Records of labeled points:
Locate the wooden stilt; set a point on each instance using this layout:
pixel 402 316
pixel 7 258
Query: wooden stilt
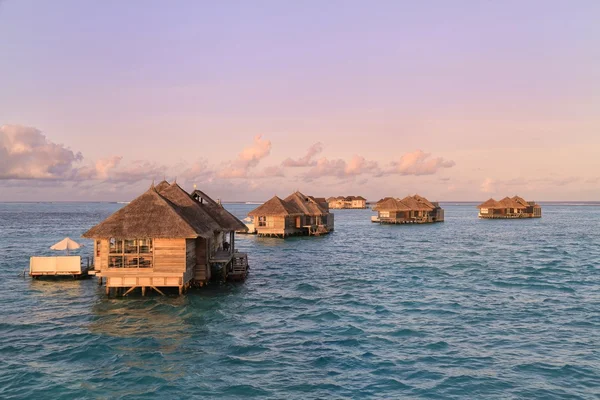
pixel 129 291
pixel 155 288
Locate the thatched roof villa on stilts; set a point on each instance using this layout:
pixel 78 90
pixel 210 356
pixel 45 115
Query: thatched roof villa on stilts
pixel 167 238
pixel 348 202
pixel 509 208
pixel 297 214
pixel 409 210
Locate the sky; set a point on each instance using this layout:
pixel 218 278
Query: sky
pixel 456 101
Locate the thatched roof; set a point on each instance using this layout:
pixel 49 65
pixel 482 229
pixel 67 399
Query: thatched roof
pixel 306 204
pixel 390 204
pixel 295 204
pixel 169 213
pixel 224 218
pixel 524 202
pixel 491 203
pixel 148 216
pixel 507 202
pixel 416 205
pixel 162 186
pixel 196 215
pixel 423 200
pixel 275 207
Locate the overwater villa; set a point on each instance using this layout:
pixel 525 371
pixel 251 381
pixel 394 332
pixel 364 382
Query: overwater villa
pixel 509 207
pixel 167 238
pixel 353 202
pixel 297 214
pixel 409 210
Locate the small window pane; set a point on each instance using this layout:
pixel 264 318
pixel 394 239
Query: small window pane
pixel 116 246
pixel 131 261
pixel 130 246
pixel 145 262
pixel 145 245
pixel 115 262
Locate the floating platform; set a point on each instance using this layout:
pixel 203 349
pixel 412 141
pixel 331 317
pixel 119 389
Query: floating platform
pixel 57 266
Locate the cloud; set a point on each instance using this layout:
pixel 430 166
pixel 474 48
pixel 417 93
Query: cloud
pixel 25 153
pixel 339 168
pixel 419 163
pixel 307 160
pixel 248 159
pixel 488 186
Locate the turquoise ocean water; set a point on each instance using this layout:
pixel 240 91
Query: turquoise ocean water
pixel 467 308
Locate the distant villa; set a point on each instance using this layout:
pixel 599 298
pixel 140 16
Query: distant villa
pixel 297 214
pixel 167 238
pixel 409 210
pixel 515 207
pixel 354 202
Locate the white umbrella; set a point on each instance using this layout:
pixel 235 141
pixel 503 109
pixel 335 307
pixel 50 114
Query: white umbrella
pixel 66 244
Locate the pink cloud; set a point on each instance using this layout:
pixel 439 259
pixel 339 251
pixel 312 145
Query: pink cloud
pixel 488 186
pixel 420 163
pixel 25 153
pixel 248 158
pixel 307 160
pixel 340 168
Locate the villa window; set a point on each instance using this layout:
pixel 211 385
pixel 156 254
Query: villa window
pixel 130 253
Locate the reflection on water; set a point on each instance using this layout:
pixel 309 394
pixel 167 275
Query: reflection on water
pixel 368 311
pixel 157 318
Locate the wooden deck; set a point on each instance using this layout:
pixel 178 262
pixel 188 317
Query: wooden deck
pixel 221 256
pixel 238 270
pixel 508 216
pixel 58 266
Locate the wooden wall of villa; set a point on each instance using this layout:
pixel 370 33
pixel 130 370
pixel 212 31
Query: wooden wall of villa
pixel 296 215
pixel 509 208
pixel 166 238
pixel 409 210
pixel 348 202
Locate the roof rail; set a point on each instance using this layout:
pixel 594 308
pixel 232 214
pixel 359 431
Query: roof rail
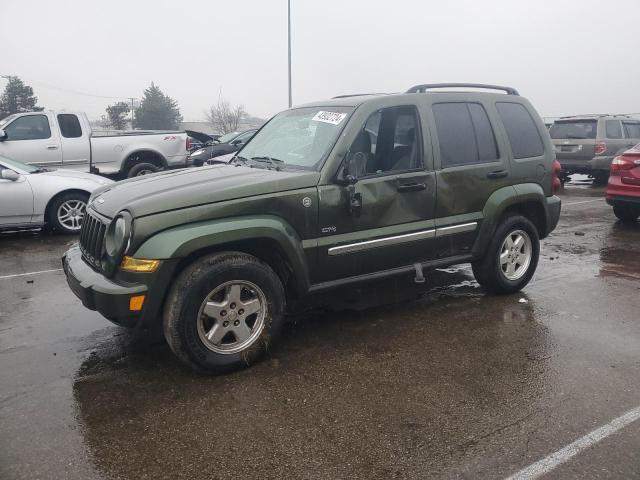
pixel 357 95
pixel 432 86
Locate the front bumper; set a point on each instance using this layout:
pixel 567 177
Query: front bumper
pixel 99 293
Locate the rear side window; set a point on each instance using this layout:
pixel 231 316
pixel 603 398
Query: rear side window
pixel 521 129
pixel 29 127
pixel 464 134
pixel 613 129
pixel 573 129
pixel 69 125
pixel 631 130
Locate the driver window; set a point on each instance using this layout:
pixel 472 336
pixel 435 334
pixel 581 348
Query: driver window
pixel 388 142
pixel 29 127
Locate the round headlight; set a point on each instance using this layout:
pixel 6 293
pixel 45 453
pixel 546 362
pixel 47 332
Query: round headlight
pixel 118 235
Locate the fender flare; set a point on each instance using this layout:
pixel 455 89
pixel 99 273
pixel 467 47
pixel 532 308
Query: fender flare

## Exercise aim
Transcribe the records above exactly, omitting every picture they contain.

## Solution to the exercise
Locate the wooden stilt; set a point on each instance using this layout:
pixel 402 316
pixel 7 258
Query: wooden stilt
pixel 129 291
pixel 155 288
Locate the thatched roof villa on stilts; set a point on each instance using this layout:
pixel 78 90
pixel 210 356
pixel 45 115
Query: thatched roof villa on stilts
pixel 167 238
pixel 348 202
pixel 509 208
pixel 297 214
pixel 409 210
Locate the sky; set a point on each instance using this layout:
pixel 218 278
Query: sky
pixel 456 101
Locate the thatched roof; set a point on each instance using this layout:
pixel 49 65
pixel 482 229
pixel 67 399
Query: thatched roof
pixel 306 204
pixel 390 204
pixel 295 204
pixel 169 213
pixel 224 218
pixel 524 202
pixel 491 203
pixel 148 216
pixel 507 202
pixel 416 205
pixel 162 186
pixel 196 215
pixel 423 200
pixel 275 207
Locate the overwater villa; set a point on each instance using this layout:
pixel 525 371
pixel 251 381
pixel 394 332
pixel 364 382
Query: overwater villa
pixel 509 207
pixel 167 238
pixel 353 202
pixel 297 214
pixel 409 210
Locate the small window pane; set a point on each instance using this layout:
pixel 264 318
pixel 394 239
Query: small window pane
pixel 116 246
pixel 131 261
pixel 130 246
pixel 145 262
pixel 145 245
pixel 115 262
Locate the floating platform; set a point on each instance using this layout:
pixel 203 349
pixel 412 141
pixel 331 317
pixel 119 389
Query: floating platform
pixel 57 266
Locate the cloud; set a point on each instance using this layout:
pixel 430 166
pixel 474 48
pixel 417 93
Query: cloud
pixel 25 153
pixel 339 168
pixel 419 163
pixel 307 160
pixel 248 159
pixel 488 186
Locate the turquoise ocean water; set a point on each instance using this layout:
pixel 240 91
Query: turquoise ocean water
pixel 467 308
Locate the distant villa; set a point on each instance using this layout:
pixel 599 298
pixel 140 16
Query: distant villa
pixel 297 214
pixel 167 238
pixel 409 210
pixel 515 207
pixel 354 202
Locate the white umbrella; set a point on each instance using this layout:
pixel 235 141
pixel 503 109
pixel 335 307
pixel 50 114
Query: white umbrella
pixel 66 244
Locate the pink cloud; set a point on each instance using this layout:
pixel 439 259
pixel 339 251
pixel 312 145
Query: pink cloud
pixel 488 186
pixel 420 163
pixel 25 153
pixel 248 158
pixel 307 160
pixel 340 168
Locate the villa window; set a point on each instance using this layout:
pixel 211 385
pixel 156 254
Query: villa window
pixel 130 253
Locate the reflection on water; set a point on each instance using this layout:
pixel 309 394
pixel 167 275
Query: reflection on water
pixel 368 311
pixel 157 318
Locate the wooden deck; set a point on each instance using this layout:
pixel 178 262
pixel 188 317
Query: wooden deck
pixel 221 256
pixel 238 270
pixel 508 216
pixel 58 266
Locate the wooden wall of villa; set a point on each instance using this layout:
pixel 370 33
pixel 130 370
pixel 212 31
Query: wooden wall of villa
pixel 296 215
pixel 509 208
pixel 166 238
pixel 409 210
pixel 348 202
Locate the roof rail; set a point on each instance using this layout:
pixel 594 308
pixel 232 214
pixel 359 431
Query: roof rail
pixel 357 95
pixel 432 86
Locate the front bumper; set a point on each instance using this layout:
pixel 567 177
Query: front bumper
pixel 99 293
Locate the rear side window; set a point on each instance using this layout:
pixel 231 316
pixel 603 398
Query: rear side window
pixel 521 129
pixel 29 127
pixel 464 134
pixel 613 129
pixel 573 129
pixel 69 125
pixel 631 130
Locate the driver window; set a point on each instance using this layout:
pixel 472 336
pixel 435 334
pixel 581 348
Query: driver window
pixel 388 142
pixel 29 127
Locate the round headlight; set a point on each instance using this layout:
pixel 6 293
pixel 45 453
pixel 546 362
pixel 47 332
Query: round headlight
pixel 118 235
Locate the fender flare; set a point on each instance using this layout:
pixel 455 89
pixel 99 273
pixel 467 47
pixel 532 308
Query: fender flare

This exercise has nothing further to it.